Excerpts from location labeling data:
* * *

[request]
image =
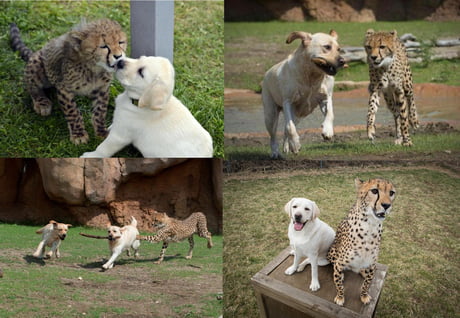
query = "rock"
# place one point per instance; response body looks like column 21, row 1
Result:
column 94, row 191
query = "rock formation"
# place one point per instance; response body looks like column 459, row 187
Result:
column 95, row 191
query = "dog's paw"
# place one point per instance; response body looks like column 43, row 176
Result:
column 314, row 286
column 290, row 270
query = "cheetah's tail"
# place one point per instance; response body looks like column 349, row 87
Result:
column 17, row 44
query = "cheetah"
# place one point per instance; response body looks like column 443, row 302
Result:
column 80, row 62
column 390, row 73
column 357, row 241
column 174, row 230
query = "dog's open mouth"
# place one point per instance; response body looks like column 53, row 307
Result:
column 298, row 226
column 327, row 67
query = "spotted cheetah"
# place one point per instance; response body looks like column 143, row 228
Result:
column 174, row 230
column 357, row 241
column 80, row 62
column 390, row 73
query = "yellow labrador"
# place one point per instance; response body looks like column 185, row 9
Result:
column 150, row 117
column 309, row 237
column 298, row 84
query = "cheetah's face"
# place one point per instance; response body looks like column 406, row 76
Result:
column 377, row 195
column 380, row 47
column 301, row 211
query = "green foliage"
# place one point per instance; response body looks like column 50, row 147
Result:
column 198, row 59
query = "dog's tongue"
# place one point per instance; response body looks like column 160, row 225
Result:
column 298, row 226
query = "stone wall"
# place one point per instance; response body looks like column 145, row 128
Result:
column 95, row 191
column 341, row 10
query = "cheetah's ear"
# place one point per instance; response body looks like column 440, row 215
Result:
column 358, row 183
column 315, row 211
column 287, row 207
column 304, row 36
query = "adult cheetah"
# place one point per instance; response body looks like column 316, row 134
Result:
column 390, row 73
column 357, row 240
column 173, row 230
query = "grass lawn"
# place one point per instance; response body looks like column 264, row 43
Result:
column 420, row 241
column 426, row 145
column 75, row 286
column 198, row 61
column 252, row 48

* * *

**What is needed**
Report how many lines of the material above contain the string "cheetah", matching case exactly. Give only the number.

**Exercise response**
6